Pointing and labeling entries:

START

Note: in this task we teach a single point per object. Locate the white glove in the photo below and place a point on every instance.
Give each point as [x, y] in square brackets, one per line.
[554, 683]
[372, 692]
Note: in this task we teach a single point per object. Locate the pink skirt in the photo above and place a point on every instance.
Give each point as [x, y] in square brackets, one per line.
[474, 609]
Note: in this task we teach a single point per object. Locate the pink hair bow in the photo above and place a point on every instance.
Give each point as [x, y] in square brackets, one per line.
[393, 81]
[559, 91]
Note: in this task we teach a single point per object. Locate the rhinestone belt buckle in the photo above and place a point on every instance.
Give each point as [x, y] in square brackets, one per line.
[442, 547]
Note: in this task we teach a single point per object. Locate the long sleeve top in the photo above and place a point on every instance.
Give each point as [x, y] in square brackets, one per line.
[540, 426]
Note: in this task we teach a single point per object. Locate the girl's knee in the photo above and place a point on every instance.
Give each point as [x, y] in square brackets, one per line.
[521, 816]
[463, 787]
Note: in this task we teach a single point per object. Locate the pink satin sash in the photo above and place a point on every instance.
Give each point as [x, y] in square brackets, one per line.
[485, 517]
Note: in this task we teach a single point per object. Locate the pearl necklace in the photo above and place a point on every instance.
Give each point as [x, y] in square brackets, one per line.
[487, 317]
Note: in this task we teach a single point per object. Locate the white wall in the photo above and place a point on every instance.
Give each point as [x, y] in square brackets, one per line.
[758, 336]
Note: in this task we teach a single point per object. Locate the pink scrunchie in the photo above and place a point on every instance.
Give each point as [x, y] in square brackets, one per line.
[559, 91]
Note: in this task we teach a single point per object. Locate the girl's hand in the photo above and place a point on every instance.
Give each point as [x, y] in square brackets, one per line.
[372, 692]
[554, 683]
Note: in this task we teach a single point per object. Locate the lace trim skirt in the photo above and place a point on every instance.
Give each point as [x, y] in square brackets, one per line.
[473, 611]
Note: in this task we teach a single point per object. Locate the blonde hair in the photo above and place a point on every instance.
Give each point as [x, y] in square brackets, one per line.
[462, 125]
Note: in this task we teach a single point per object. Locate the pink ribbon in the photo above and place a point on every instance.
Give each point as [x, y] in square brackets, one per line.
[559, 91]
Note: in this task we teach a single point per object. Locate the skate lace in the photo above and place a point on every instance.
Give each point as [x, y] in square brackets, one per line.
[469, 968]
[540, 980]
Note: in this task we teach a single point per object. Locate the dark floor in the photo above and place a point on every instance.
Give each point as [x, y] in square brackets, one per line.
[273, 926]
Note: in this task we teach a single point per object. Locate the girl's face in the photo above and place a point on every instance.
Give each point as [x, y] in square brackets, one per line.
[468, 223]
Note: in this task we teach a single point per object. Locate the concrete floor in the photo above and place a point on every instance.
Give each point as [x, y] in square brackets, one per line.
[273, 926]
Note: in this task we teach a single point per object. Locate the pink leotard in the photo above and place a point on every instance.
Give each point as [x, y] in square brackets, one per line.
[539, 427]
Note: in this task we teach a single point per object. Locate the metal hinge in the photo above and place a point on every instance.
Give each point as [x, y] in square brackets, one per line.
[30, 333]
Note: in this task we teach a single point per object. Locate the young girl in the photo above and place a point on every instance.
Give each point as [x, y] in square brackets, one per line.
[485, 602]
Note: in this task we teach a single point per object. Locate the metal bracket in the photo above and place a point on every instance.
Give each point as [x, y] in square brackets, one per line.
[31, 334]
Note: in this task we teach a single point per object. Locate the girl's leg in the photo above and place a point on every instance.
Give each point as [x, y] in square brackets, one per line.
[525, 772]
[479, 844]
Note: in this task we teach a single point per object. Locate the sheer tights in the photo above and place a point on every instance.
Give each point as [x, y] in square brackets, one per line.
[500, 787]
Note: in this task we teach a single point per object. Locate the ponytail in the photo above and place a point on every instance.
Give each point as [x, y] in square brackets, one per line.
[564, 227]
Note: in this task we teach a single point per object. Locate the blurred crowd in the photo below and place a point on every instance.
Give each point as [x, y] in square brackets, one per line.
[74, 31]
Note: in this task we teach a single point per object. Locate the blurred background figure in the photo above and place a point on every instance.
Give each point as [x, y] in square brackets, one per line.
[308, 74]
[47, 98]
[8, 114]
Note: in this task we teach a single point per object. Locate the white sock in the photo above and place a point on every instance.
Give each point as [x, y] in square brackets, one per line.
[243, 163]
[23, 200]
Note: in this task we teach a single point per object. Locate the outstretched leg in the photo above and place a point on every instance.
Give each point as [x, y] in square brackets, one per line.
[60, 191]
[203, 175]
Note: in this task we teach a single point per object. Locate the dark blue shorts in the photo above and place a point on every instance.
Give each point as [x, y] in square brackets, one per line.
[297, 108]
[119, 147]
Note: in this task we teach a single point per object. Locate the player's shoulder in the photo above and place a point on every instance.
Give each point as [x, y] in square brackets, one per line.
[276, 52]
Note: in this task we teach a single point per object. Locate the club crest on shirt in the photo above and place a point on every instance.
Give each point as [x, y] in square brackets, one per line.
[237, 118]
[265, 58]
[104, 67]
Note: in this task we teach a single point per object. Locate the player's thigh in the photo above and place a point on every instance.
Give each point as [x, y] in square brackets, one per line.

END

Present every line of the listing above as a numbered list, leaving out any blank lines.

OUTPUT
1. Note: in this task we teach a single point per object. Locate the white glove in the photo below and place a point on every instance.
2. Give each point as [x, y] in square brackets, one per line.
3. [554, 683]
4. [372, 692]
5. Note: in this task we teach a single point per object. Locate the pink skirt in the photo above and place a point on every instance.
6. Give each point as [x, y] in square brackets, one per line.
7. [474, 609]
8. Note: in this task we teach a single point per object. Locate the pink hair bow in the photo above and place a point on every instance.
9. Give each point as [x, y] in square brackets, one per line.
10. [393, 81]
11. [559, 91]
12. Note: in this task we teach a single point per object. Locate the rhinestone belt buckle in the photo above and place a point on every instance.
13. Give each point as [x, y] in square brackets, one per line.
14. [442, 547]
15. Note: in this task we teach a single point per object. Locate the long sleeve top in the photo above and place a point on every instance.
16. Give each point as [x, y] in square brackets, one per line.
17. [540, 426]
18. Note: in this task we teach a single point per object. Locate the girl's knee in the photo above and place a point on every instance.
19. Give each point as [x, y] in square brackets, one per line.
20. [521, 816]
21. [463, 787]
22. Note: in this task we teach a single point per object. Locate the pink satin sash in the photo above and place a point on every instance.
23. Give each point as [x, y] in square brackets, one per line.
24. [485, 517]
25. Note: in this task we teach a single point per object. Locate the pearl necklace in the photo above and place a point on every instance.
26. Give each point as [x, y] in square brackets, one per line.
27. [487, 317]
28. Note: in this task we teach a single point per object. Locate the white wall in the photo above and place a point on every instance.
29. Give each point as [x, y] in square brackets, one per line.
30. [758, 336]
31. Note: in this task we teach a single point per object. Locate the pink scrunchie in the photo above and place a point on every instance.
32. Give each point as [x, y] in square brackets, one per line.
33. [559, 91]
34. Note: in this task we teach a single point per object. Locate the girl's hand in the photo above and place a point on every instance.
35. Give each point as [x, y] in square brackets, one per line.
36. [372, 692]
37. [554, 683]
38. Note: in this task we teach a single point per object. Locate the lace trim skirt in the photo above and place a point on every instance.
39. Give each point as [x, y] in square brackets, one per line.
40. [473, 611]
41. Note: in this task we teach a single point per object. Locate the blonde hair in the photo above and place a point on every instance.
42. Give each point as [x, y] in square brackets, one per line.
43. [462, 125]
44. Note: in this task we teach a single point per object. Locate the pink ribbon in the photo above and place a point on every instance.
45. Give each point as [x, y] in square brackets, one per line.
46. [559, 91]
47. Note: in this task we teach a single point per object. Locate the skate lace in the photo above and place a point on every instance.
48. Give each point as [x, y] in square brackets, one per line.
49. [469, 968]
50. [540, 980]
51. Note: in this task we teach a single point per object. Locate the dark floor in the photo above and place a point on every instance.
52. Give each point as [x, y] in square brackets, one per line.
53. [273, 926]
54. Note: in this task we teach a single point per object. Locate the girl's face in the photo above and place a point on every instance.
55. Give each point as [x, y] in square brackets, one per line.
56. [468, 223]
57. Note: in this task we teach a single point per object. Locate the concrete floor in the photo above and place a point on every instance.
58. Give each point as [x, y] in square brackets, one per line.
59. [273, 926]
60. Note: in this task we teach a single point per object. Locate the pink leotard in the photo above and place a point on every instance.
61. Give each point as [x, y] in square brackets, one per line.
62. [539, 427]
63. Note: in this task we teach a single point per object. Locate the metal hinge in the photo above and place a point on every instance.
64. Give each point as [x, y] in square brackets, one per line.
65. [30, 333]
66. Note: in this task we teach a single point per object. Locate the young girl in the photo above and place a point on every instance.
67. Give each point as [x, y] in square brackets, one per line.
68. [485, 602]
69. Note: in this task we teach a single point per object. Locate the metal bracket in the photo above and place a point on every instance.
70. Give each point as [x, y] in square brackets, one per line.
71. [31, 334]
72. Note: in this task we teach a single point per object. Locate the girl's leg in the photo above and place a point on every instance.
73. Give each point as [x, y] in square brackets, one per line.
74. [525, 772]
75. [479, 844]
76. Note: in this task we teach a single point per object. Locate the sheer tights in the photo above and place a point on every instance.
77. Give each point as [x, y] in square brackets, one per line.
78. [500, 787]
79. Note: in this task we teach a single point per object. Locate the ponytail in the photo above and place a point on every instance.
80. Give each point as [x, y] in square brackets, one per line.
81. [564, 227]
82. Note: in this task we teach a single point per object. Locate the blurred crowd in the photo below and place a point on every instance.
83. Give each point as [x, y] in square brackets, one per line.
84. [74, 31]
85. Note: in this task we teach a single point per object. Locate the blurred background figure in the photo above and place a point on every instance.
86. Give each point as [x, y] in square brackets, one per line.
87. [308, 74]
88. [47, 98]
89. [8, 114]
90. Note: in this task we teach a single point per object. Locate the white sock in the photo above and place a point on every instance.
91. Give each point as [x, y] in square brackets, one per line.
92. [243, 163]
93. [23, 200]
94. Note: in this task we teach a single point per object. Locate the outstretched leg in the photo above and place a point on every instance.
95. Give each point as [x, y] in square brackets, one per line.
96. [60, 191]
97. [203, 175]
98. Note: in this task we teach a single point per object. Locate the dark blue shorts in the photo above and place a point on every instance.
99. Give each point as [x, y] in square brackets, one per line.
100. [297, 108]
101. [119, 147]
102. Note: in this task we teach a single point per object. Locate the player's shoulder in the photo above and place a point on every instance.
103. Give each point as [x, y] in square brackets, one per line.
104. [276, 52]
105. Note: in this task we teach a single point per object. Locate the club crest on shirt in the photo above and place a point on every instance.
106. Give each point as [x, y] in square brackets, one per line.
107. [237, 118]
108. [265, 58]
109. [104, 67]
110. Note: in this task we teach a single point per object. Locate the player's thigh in the photo above and place a point on every instance.
111. Give each point as [x, y] in square brackets, one per line.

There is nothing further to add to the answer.